** SUPPLIED DATA **
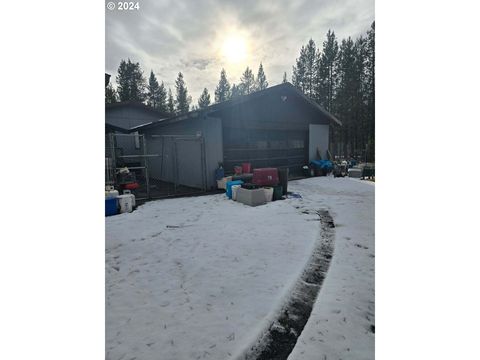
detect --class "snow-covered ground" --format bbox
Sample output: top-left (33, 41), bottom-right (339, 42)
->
top-left (288, 178), bottom-right (375, 360)
top-left (106, 177), bottom-right (374, 360)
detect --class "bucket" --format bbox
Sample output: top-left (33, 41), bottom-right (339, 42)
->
top-left (263, 187), bottom-right (273, 202)
top-left (105, 189), bottom-right (119, 199)
top-left (232, 185), bottom-right (242, 201)
top-left (105, 198), bottom-right (118, 216)
top-left (242, 163), bottom-right (252, 174)
top-left (225, 180), bottom-right (243, 199)
top-left (117, 194), bottom-right (133, 214)
top-left (273, 185), bottom-right (283, 201)
top-left (123, 190), bottom-right (136, 207)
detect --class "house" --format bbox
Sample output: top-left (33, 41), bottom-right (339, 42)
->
top-left (130, 83), bottom-right (341, 190)
top-left (105, 102), bottom-right (169, 166)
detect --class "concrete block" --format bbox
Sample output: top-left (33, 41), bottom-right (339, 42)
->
top-left (237, 188), bottom-right (267, 206)
top-left (348, 168), bottom-right (362, 179)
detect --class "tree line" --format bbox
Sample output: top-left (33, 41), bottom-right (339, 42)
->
top-left (292, 22), bottom-right (375, 161)
top-left (105, 22), bottom-right (375, 161)
top-left (105, 59), bottom-right (268, 114)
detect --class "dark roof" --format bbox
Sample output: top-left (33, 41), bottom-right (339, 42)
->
top-left (130, 82), bottom-right (342, 131)
top-left (105, 101), bottom-right (171, 118)
top-left (105, 123), bottom-right (130, 134)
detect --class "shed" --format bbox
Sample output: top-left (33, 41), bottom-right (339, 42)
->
top-left (130, 83), bottom-right (341, 190)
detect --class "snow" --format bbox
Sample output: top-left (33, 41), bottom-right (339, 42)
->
top-left (106, 177), bottom-right (374, 360)
top-left (288, 178), bottom-right (375, 360)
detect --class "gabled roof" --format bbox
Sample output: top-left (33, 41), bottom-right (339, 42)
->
top-left (105, 101), bottom-right (171, 118)
top-left (130, 82), bottom-right (342, 131)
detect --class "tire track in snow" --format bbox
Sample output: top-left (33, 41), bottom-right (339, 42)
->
top-left (240, 210), bottom-right (335, 360)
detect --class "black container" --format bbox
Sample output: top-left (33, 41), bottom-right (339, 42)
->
top-left (278, 168), bottom-right (288, 195)
top-left (242, 183), bottom-right (259, 190)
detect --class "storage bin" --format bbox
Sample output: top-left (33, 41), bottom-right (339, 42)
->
top-left (217, 176), bottom-right (232, 190)
top-left (273, 185), bottom-right (283, 201)
top-left (252, 168), bottom-right (278, 186)
top-left (105, 198), bottom-right (118, 216)
top-left (117, 194), bottom-right (133, 214)
top-left (278, 168), bottom-right (288, 195)
top-left (225, 180), bottom-right (243, 199)
top-left (237, 188), bottom-right (266, 206)
top-left (263, 187), bottom-right (273, 202)
top-left (242, 163), bottom-right (252, 174)
top-left (232, 185), bottom-right (242, 201)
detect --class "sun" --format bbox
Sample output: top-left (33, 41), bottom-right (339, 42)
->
top-left (221, 34), bottom-right (248, 64)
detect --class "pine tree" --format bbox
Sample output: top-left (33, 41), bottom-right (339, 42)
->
top-left (175, 72), bottom-right (192, 114)
top-left (116, 59), bottom-right (145, 102)
top-left (239, 66), bottom-right (255, 95)
top-left (167, 88), bottom-right (175, 114)
top-left (230, 84), bottom-right (243, 99)
top-left (315, 30), bottom-right (338, 112)
top-left (292, 39), bottom-right (320, 99)
top-left (336, 37), bottom-right (358, 156)
top-left (147, 70), bottom-right (160, 108)
top-left (105, 84), bottom-right (118, 104)
top-left (198, 88), bottom-right (210, 109)
top-left (215, 69), bottom-right (231, 103)
top-left (255, 63), bottom-right (268, 91)
top-left (365, 21), bottom-right (375, 161)
top-left (157, 81), bottom-right (168, 112)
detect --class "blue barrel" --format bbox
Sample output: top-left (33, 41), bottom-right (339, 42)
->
top-left (215, 168), bottom-right (225, 180)
top-left (105, 198), bottom-right (118, 216)
top-left (226, 180), bottom-right (243, 199)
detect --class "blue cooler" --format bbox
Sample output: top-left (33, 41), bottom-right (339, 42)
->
top-left (105, 197), bottom-right (118, 216)
top-left (226, 180), bottom-right (243, 199)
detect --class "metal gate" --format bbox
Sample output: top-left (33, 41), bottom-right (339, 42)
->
top-left (105, 133), bottom-right (207, 202)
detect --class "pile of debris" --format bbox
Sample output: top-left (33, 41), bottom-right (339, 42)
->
top-left (216, 163), bottom-right (288, 206)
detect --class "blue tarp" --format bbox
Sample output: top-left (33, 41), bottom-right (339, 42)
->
top-left (310, 160), bottom-right (333, 172)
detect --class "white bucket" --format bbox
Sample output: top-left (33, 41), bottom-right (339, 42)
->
top-left (123, 189), bottom-right (136, 207)
top-left (118, 194), bottom-right (133, 214)
top-left (105, 189), bottom-right (118, 199)
top-left (263, 187), bottom-right (273, 202)
top-left (232, 185), bottom-right (242, 201)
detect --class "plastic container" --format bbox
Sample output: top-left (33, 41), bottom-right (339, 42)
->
top-left (232, 185), bottom-right (242, 201)
top-left (105, 198), bottom-right (118, 216)
top-left (252, 168), bottom-right (278, 186)
top-left (242, 163), bottom-right (252, 174)
top-left (217, 176), bottom-right (232, 190)
top-left (225, 180), bottom-right (243, 199)
top-left (105, 190), bottom-right (120, 199)
top-left (278, 168), bottom-right (288, 195)
top-left (263, 187), bottom-right (273, 202)
top-left (215, 168), bottom-right (225, 181)
top-left (273, 185), bottom-right (283, 201)
top-left (117, 194), bottom-right (133, 214)
top-left (123, 190), bottom-right (137, 207)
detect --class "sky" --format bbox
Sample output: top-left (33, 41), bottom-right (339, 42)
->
top-left (105, 0), bottom-right (375, 105)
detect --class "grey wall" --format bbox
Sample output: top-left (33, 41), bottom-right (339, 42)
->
top-left (143, 118), bottom-right (223, 189)
top-left (308, 124), bottom-right (329, 161)
top-left (105, 105), bottom-right (160, 165)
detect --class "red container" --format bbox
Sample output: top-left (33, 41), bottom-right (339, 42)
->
top-left (242, 163), bottom-right (252, 174)
top-left (252, 168), bottom-right (278, 186)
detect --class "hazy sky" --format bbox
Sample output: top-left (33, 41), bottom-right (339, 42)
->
top-left (105, 0), bottom-right (374, 104)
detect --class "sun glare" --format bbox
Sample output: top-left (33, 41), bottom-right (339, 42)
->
top-left (221, 34), bottom-right (248, 64)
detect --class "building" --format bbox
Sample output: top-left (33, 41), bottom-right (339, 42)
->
top-left (129, 83), bottom-right (341, 190)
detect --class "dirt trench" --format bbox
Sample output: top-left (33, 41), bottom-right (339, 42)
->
top-left (240, 210), bottom-right (335, 360)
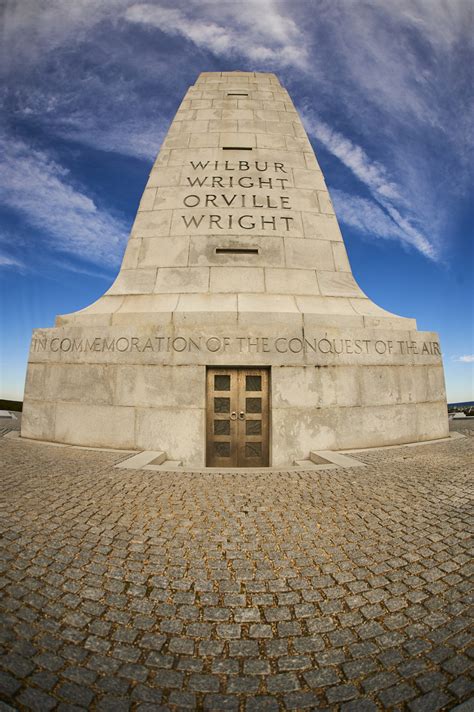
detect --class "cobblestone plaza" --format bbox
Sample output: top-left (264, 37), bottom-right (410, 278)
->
top-left (0, 420), bottom-right (474, 712)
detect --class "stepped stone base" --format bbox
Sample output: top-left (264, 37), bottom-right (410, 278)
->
top-left (22, 313), bottom-right (448, 467)
top-left (22, 72), bottom-right (448, 467)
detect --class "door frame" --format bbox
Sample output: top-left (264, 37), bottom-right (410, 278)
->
top-left (204, 364), bottom-right (272, 470)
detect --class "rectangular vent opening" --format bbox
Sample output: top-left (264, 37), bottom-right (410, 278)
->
top-left (216, 247), bottom-right (258, 255)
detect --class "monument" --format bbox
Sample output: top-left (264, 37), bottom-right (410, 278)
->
top-left (22, 72), bottom-right (448, 467)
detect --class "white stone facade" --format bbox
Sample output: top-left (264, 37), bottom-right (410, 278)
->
top-left (22, 72), bottom-right (448, 467)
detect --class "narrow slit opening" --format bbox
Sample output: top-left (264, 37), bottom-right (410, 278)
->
top-left (216, 247), bottom-right (258, 255)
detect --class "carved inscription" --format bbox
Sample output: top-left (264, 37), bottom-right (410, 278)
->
top-left (31, 335), bottom-right (441, 357)
top-left (181, 161), bottom-right (294, 232)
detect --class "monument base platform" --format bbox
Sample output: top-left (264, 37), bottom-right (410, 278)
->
top-left (22, 312), bottom-right (448, 467)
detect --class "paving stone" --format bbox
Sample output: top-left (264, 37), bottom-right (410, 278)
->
top-left (0, 438), bottom-right (474, 712)
top-left (408, 691), bottom-right (451, 712)
top-left (16, 687), bottom-right (57, 712)
top-left (0, 672), bottom-right (21, 698)
top-left (304, 668), bottom-right (340, 688)
top-left (203, 695), bottom-right (239, 712)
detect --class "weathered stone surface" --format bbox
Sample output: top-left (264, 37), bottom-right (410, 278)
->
top-left (0, 432), bottom-right (474, 712)
top-left (22, 72), bottom-right (447, 466)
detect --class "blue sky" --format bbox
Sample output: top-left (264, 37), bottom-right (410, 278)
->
top-left (0, 0), bottom-right (474, 401)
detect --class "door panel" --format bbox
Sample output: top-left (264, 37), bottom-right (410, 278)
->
top-left (206, 368), bottom-right (269, 467)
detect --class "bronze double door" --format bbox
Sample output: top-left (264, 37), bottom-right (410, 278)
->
top-left (206, 368), bottom-right (269, 467)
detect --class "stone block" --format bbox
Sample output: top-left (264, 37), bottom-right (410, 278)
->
top-left (138, 235), bottom-right (189, 268)
top-left (45, 363), bottom-right (116, 405)
top-left (265, 268), bottom-right (319, 295)
top-left (114, 365), bottom-right (205, 406)
top-left (155, 267), bottom-right (209, 293)
top-left (175, 294), bottom-right (237, 314)
top-left (131, 209), bottom-right (171, 237)
top-left (136, 408), bottom-right (205, 467)
top-left (285, 238), bottom-right (334, 270)
top-left (106, 268), bottom-right (157, 295)
top-left (54, 403), bottom-right (137, 450)
top-left (210, 267), bottom-right (265, 292)
top-left (188, 235), bottom-right (285, 267)
top-left (21, 396), bottom-right (56, 441)
top-left (317, 270), bottom-right (365, 297)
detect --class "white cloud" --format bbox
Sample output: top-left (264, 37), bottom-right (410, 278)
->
top-left (0, 253), bottom-right (24, 269)
top-left (124, 0), bottom-right (308, 69)
top-left (302, 116), bottom-right (400, 199)
top-left (303, 111), bottom-right (437, 259)
top-left (0, 136), bottom-right (127, 264)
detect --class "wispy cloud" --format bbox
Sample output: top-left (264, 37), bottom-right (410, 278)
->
top-left (0, 253), bottom-right (25, 269)
top-left (0, 135), bottom-right (127, 264)
top-left (303, 117), bottom-right (437, 259)
top-left (125, 0), bottom-right (308, 69)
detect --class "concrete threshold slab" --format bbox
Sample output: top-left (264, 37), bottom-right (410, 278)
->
top-left (3, 430), bottom-right (137, 455)
top-left (114, 450), bottom-right (168, 470)
top-left (309, 450), bottom-right (365, 467)
top-left (342, 432), bottom-right (466, 454)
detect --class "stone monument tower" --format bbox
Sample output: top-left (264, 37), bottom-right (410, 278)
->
top-left (22, 72), bottom-right (448, 467)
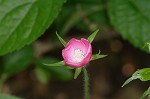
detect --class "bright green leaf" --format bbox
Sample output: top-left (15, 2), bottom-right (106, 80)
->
top-left (66, 66), bottom-right (74, 69)
top-left (0, 93), bottom-right (24, 99)
top-left (3, 46), bottom-right (33, 74)
top-left (87, 29), bottom-right (99, 43)
top-left (122, 68), bottom-right (150, 87)
top-left (0, 0), bottom-right (66, 55)
top-left (140, 87), bottom-right (150, 99)
top-left (91, 54), bottom-right (107, 61)
top-left (44, 61), bottom-right (65, 66)
top-left (108, 0), bottom-right (150, 51)
top-left (56, 32), bottom-right (67, 47)
top-left (74, 68), bottom-right (82, 79)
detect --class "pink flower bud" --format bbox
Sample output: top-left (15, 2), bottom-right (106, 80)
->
top-left (62, 38), bottom-right (92, 68)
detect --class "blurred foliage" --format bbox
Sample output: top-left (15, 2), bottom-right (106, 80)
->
top-left (3, 45), bottom-right (33, 74)
top-left (122, 42), bottom-right (150, 99)
top-left (55, 0), bottom-right (109, 35)
top-left (0, 0), bottom-right (150, 99)
top-left (0, 93), bottom-right (23, 99)
top-left (108, 0), bottom-right (150, 51)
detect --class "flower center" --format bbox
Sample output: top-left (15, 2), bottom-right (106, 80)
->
top-left (74, 49), bottom-right (84, 63)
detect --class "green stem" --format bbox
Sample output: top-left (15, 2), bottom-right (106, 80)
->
top-left (83, 67), bottom-right (89, 99)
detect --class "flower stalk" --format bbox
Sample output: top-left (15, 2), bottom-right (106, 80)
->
top-left (83, 67), bottom-right (90, 99)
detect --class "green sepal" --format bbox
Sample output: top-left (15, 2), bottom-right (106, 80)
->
top-left (90, 53), bottom-right (107, 61)
top-left (56, 32), bottom-right (67, 47)
top-left (65, 66), bottom-right (74, 69)
top-left (87, 29), bottom-right (99, 43)
top-left (122, 68), bottom-right (150, 87)
top-left (74, 68), bottom-right (82, 79)
top-left (44, 61), bottom-right (65, 66)
top-left (140, 87), bottom-right (150, 99)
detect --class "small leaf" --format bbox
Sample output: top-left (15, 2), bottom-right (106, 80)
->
top-left (122, 68), bottom-right (150, 87)
top-left (140, 87), bottom-right (150, 99)
top-left (74, 68), bottom-right (82, 79)
top-left (87, 29), bottom-right (99, 43)
top-left (56, 32), bottom-right (67, 47)
top-left (0, 93), bottom-right (23, 99)
top-left (44, 61), bottom-right (65, 66)
top-left (91, 53), bottom-right (107, 61)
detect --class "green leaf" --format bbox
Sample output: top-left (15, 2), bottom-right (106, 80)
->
top-left (3, 46), bottom-right (33, 74)
top-left (140, 87), bottom-right (150, 99)
top-left (55, 0), bottom-right (109, 35)
top-left (74, 68), bottom-right (82, 79)
top-left (108, 0), bottom-right (150, 51)
top-left (122, 68), bottom-right (150, 87)
top-left (87, 29), bottom-right (99, 43)
top-left (56, 32), bottom-right (67, 47)
top-left (36, 57), bottom-right (73, 81)
top-left (0, 93), bottom-right (23, 99)
top-left (91, 53), bottom-right (107, 61)
top-left (44, 61), bottom-right (65, 66)
top-left (0, 0), bottom-right (66, 55)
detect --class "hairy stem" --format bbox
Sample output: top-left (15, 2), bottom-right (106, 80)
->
top-left (83, 67), bottom-right (90, 99)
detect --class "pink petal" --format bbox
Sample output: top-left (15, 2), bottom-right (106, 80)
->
top-left (66, 38), bottom-right (87, 53)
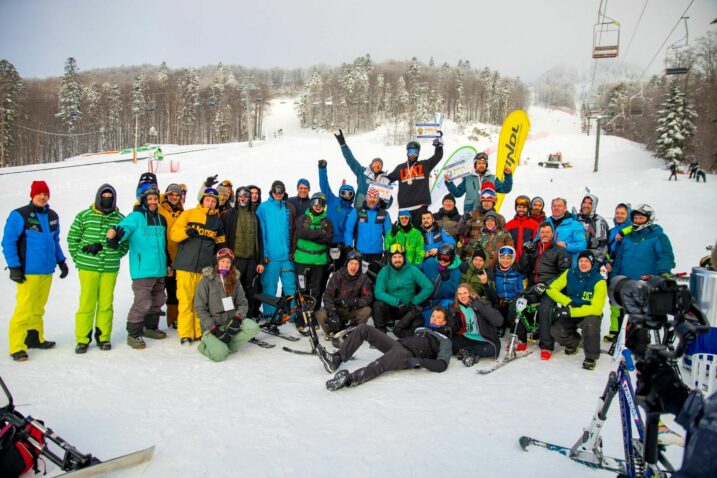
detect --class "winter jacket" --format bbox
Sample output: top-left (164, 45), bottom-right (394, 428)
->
top-left (340, 145), bottom-right (393, 209)
top-left (2, 203), bottom-right (65, 275)
top-left (374, 263), bottom-right (433, 307)
top-left (344, 203), bottom-right (391, 254)
top-left (159, 194), bottom-right (184, 262)
top-left (319, 168), bottom-right (356, 244)
top-left (117, 206), bottom-right (171, 280)
top-left (67, 204), bottom-right (129, 272)
top-left (222, 202), bottom-right (264, 262)
top-left (488, 265), bottom-right (525, 302)
top-left (545, 264), bottom-right (607, 318)
top-left (169, 206), bottom-right (226, 273)
top-left (256, 197), bottom-right (294, 261)
top-left (323, 266), bottom-right (373, 311)
top-left (505, 216), bottom-right (539, 262)
top-left (419, 223), bottom-right (456, 252)
top-left (387, 146), bottom-right (443, 209)
top-left (451, 299), bottom-right (503, 358)
top-left (419, 256), bottom-right (461, 308)
top-left (611, 224), bottom-right (675, 280)
top-left (294, 209), bottom-right (334, 266)
top-left (446, 169), bottom-right (513, 212)
top-left (433, 208), bottom-right (461, 241)
top-left (546, 212), bottom-right (588, 266)
top-left (398, 327), bottom-right (453, 372)
top-left (518, 242), bottom-right (572, 286)
top-left (194, 266), bottom-right (249, 333)
top-left (386, 222), bottom-right (425, 266)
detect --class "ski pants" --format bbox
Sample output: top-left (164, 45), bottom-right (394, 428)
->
top-left (338, 324), bottom-right (413, 385)
top-left (175, 271), bottom-right (202, 340)
top-left (127, 277), bottom-right (167, 336)
top-left (197, 319), bottom-right (259, 362)
top-left (550, 315), bottom-right (600, 360)
top-left (316, 306), bottom-right (371, 334)
top-left (261, 259), bottom-right (296, 317)
top-left (451, 335), bottom-right (500, 359)
top-left (8, 274), bottom-right (52, 355)
top-left (75, 269), bottom-right (118, 344)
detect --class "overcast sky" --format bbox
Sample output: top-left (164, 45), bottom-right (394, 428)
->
top-left (0, 0), bottom-right (717, 81)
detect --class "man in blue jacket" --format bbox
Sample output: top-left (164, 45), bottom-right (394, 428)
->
top-left (2, 181), bottom-right (68, 362)
top-left (256, 181), bottom-right (296, 316)
top-left (546, 198), bottom-right (588, 267)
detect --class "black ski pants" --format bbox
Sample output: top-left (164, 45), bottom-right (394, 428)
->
top-left (338, 324), bottom-right (413, 385)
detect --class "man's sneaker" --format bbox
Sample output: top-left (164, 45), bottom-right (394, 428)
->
top-left (127, 335), bottom-right (147, 350)
top-left (583, 359), bottom-right (597, 370)
top-left (10, 350), bottom-right (29, 362)
top-left (326, 370), bottom-right (349, 392)
top-left (142, 327), bottom-right (167, 340)
top-left (565, 338), bottom-right (583, 355)
top-left (316, 345), bottom-right (341, 373)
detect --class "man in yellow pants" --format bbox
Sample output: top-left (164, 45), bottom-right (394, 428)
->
top-left (2, 181), bottom-right (68, 362)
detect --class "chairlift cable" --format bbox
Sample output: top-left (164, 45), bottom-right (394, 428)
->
top-left (638, 0), bottom-right (695, 81)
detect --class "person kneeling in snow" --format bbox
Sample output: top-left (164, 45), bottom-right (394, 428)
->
top-left (318, 307), bottom-right (453, 391)
top-left (194, 248), bottom-right (259, 362)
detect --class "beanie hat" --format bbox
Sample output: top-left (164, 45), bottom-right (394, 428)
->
top-left (30, 181), bottom-right (50, 199)
top-left (578, 249), bottom-right (595, 264)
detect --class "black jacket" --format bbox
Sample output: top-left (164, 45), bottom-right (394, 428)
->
top-left (387, 146), bottom-right (443, 209)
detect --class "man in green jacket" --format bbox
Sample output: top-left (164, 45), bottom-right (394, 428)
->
top-left (386, 210), bottom-right (426, 266)
top-left (373, 244), bottom-right (433, 338)
top-left (67, 184), bottom-right (129, 354)
top-left (294, 193), bottom-right (334, 333)
top-left (544, 249), bottom-right (607, 370)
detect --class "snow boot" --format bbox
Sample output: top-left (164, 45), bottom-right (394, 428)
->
top-left (316, 345), bottom-right (342, 373)
top-left (326, 370), bottom-right (350, 392)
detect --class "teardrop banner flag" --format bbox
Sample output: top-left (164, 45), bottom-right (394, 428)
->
top-left (495, 110), bottom-right (530, 211)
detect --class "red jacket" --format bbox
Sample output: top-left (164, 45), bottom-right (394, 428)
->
top-left (505, 216), bottom-right (539, 263)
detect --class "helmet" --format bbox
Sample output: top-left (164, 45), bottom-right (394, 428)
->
top-left (630, 204), bottom-right (655, 231)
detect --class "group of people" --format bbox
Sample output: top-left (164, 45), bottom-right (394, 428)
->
top-left (2, 131), bottom-right (674, 390)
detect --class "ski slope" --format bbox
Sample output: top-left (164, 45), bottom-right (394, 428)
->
top-left (0, 99), bottom-right (717, 477)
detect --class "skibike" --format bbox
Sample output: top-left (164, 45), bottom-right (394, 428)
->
top-left (518, 279), bottom-right (709, 478)
top-left (476, 284), bottom-right (545, 375)
top-left (0, 378), bottom-right (154, 478)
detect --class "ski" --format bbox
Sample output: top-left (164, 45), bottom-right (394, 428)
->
top-left (518, 436), bottom-right (627, 474)
top-left (249, 338), bottom-right (276, 349)
top-left (58, 446), bottom-right (154, 478)
top-left (476, 350), bottom-right (533, 375)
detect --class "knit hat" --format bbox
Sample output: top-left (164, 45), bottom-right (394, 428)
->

** WRITTEN INSTRUCTION **
Reproduce the material from its beginning through the line containing "top-left (105, 123), bottom-right (130, 134)", with "bucket" replaced by "pail" and everything else unchanged. Leave the pictures out.

** WRITTEN SOLUTION **
detect --class "snow-covered ground" --format bbox
Sample output: top-left (33, 41), bottom-right (339, 42)
->
top-left (288, 178), bottom-right (375, 360)
top-left (106, 177), bottom-right (374, 360)
detect --class "pail" --format bbox
Sample output: top-left (33, 41), bottom-right (339, 42)
->
top-left (263, 187), bottom-right (273, 202)
top-left (105, 189), bottom-right (119, 199)
top-left (232, 185), bottom-right (242, 201)
top-left (105, 198), bottom-right (118, 216)
top-left (242, 163), bottom-right (252, 174)
top-left (225, 180), bottom-right (243, 199)
top-left (117, 194), bottom-right (133, 214)
top-left (273, 185), bottom-right (283, 201)
top-left (123, 190), bottom-right (136, 207)
detect --class "house" --format bbox
Sample output: top-left (33, 41), bottom-right (339, 42)
->
top-left (130, 83), bottom-right (341, 190)
top-left (105, 102), bottom-right (169, 166)
detect --class "concrete block" --format bbox
Sample output: top-left (33, 41), bottom-right (339, 42)
->
top-left (237, 188), bottom-right (267, 206)
top-left (348, 168), bottom-right (362, 179)
detect --class "tree line" --format bbox
Sample output: top-left (33, 41), bottom-right (339, 42)
->
top-left (292, 22), bottom-right (375, 161)
top-left (105, 22), bottom-right (375, 161)
top-left (105, 59), bottom-right (268, 114)
detect --class "dark roof" --format bbox
Sample output: top-left (33, 41), bottom-right (339, 42)
->
top-left (130, 82), bottom-right (342, 131)
top-left (105, 101), bottom-right (171, 118)
top-left (105, 123), bottom-right (130, 134)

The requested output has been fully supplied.